> **SOURCE RECORDS**:

:::::

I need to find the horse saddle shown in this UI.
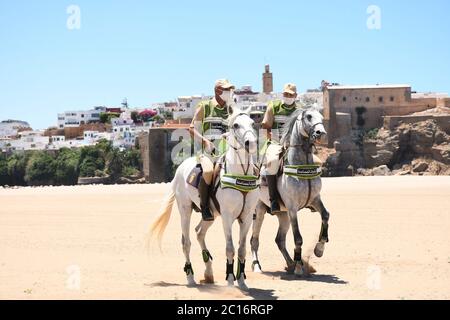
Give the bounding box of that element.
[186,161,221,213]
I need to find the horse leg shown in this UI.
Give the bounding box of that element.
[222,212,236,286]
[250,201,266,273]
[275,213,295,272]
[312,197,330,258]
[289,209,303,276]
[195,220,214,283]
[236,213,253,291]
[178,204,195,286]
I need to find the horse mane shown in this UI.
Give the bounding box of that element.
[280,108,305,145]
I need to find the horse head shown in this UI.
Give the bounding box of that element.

:::::

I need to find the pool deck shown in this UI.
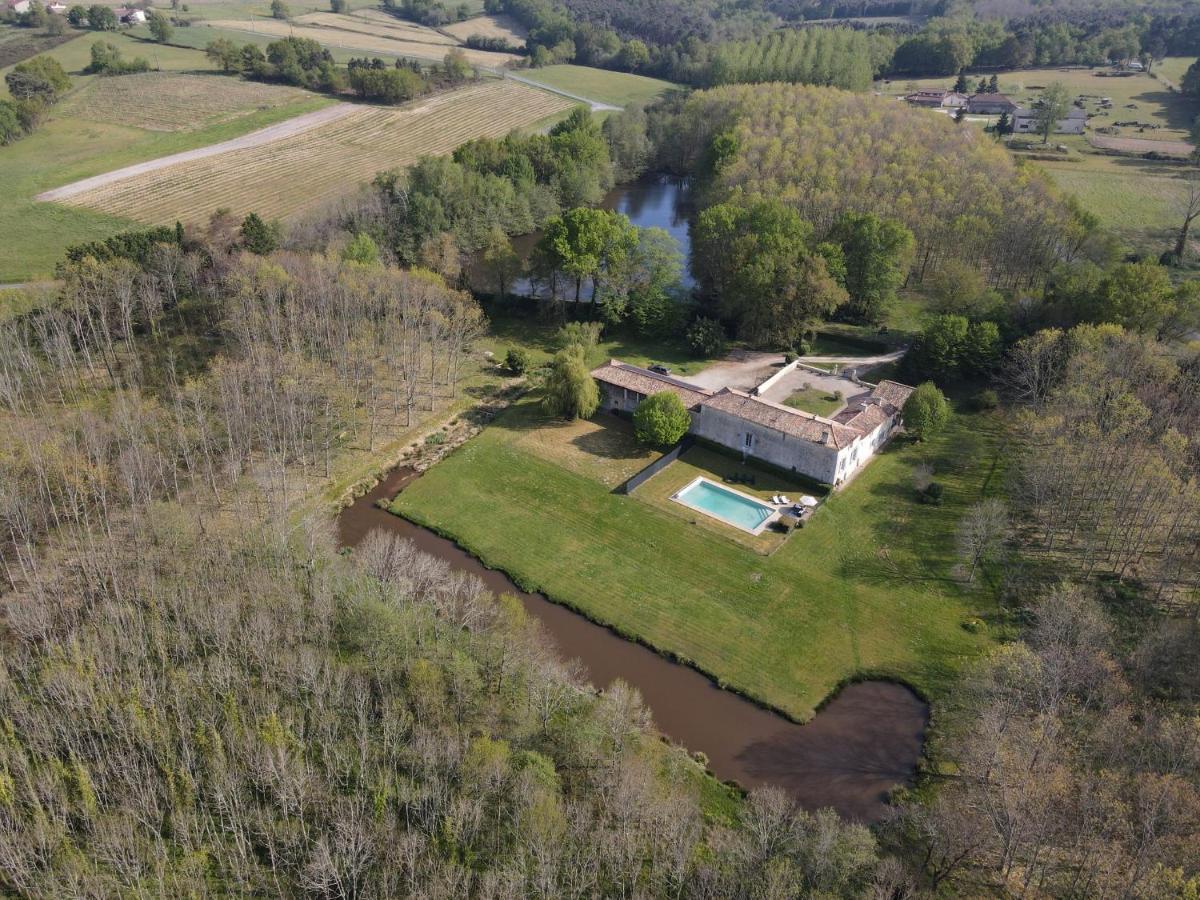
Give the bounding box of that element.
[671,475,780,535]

:::::

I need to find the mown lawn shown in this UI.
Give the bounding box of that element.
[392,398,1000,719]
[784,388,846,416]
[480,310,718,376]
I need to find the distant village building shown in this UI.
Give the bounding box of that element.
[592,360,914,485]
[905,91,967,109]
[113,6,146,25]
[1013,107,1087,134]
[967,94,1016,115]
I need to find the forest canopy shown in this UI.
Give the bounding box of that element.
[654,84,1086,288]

:::::

> **AIM OF THE TASK**: Retype the lines from the one containing "I need to find the pool" through the one containing "[671,475,780,535]", including both, and omit the pictures.

> **RESPONSE BELOW**:
I need to find the pool deck shown in this UI.
Give the bounding box of that element.
[671,475,780,535]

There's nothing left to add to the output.